(Recorded data)
_ _ _ _ _

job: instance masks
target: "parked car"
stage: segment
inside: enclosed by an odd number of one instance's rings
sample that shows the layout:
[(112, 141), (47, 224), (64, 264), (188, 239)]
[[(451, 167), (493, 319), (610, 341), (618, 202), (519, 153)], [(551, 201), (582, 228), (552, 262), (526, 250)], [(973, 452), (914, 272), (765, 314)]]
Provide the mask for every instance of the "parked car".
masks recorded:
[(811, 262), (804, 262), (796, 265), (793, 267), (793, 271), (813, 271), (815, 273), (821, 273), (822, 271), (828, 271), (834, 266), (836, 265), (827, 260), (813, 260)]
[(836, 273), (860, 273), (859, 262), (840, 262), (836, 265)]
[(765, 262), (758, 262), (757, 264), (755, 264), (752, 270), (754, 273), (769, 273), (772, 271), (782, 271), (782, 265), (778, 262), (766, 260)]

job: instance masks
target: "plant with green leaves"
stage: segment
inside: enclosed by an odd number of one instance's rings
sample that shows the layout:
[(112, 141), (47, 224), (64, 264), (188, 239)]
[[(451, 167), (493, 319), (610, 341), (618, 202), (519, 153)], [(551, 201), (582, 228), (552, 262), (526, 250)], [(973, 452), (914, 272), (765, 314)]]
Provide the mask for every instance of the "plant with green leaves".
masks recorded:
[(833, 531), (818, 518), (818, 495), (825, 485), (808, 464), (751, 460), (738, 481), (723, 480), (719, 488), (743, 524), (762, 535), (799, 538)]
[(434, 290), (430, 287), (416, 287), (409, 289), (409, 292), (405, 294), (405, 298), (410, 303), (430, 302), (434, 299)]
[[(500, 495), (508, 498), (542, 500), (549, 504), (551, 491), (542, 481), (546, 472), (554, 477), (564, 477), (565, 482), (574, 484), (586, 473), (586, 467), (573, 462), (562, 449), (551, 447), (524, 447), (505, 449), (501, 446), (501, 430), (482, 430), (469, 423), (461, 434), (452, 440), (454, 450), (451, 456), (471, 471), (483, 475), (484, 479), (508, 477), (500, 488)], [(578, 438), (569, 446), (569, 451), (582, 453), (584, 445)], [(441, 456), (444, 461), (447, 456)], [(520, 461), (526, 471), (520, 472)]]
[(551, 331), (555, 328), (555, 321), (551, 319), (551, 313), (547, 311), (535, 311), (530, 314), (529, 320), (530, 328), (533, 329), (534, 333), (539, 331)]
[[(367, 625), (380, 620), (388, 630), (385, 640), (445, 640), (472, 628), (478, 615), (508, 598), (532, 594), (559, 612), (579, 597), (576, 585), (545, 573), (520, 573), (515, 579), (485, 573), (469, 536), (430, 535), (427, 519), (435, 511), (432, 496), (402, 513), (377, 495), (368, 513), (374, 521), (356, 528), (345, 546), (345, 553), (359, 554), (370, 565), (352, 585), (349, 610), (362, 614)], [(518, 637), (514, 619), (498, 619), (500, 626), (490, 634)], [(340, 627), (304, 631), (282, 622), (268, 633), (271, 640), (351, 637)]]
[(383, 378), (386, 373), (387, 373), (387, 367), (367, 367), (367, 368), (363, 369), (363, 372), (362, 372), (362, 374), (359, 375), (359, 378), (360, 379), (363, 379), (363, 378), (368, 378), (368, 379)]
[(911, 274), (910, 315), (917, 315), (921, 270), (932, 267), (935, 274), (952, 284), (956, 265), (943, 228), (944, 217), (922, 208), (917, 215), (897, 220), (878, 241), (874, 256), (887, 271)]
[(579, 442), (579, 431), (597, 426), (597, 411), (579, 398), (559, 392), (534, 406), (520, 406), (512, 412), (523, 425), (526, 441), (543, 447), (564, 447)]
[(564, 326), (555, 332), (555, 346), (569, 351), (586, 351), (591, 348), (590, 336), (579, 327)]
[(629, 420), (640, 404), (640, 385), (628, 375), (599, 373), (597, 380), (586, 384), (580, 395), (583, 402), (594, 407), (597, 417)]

_ _ _ _ _

**BRIEF:**
Working through the records, find each line containing the word "plant" and copy it.

**COMPLETED TASK:**
target: "plant with green leaves"
Provide the mask for every instance of the "plant with green leaves".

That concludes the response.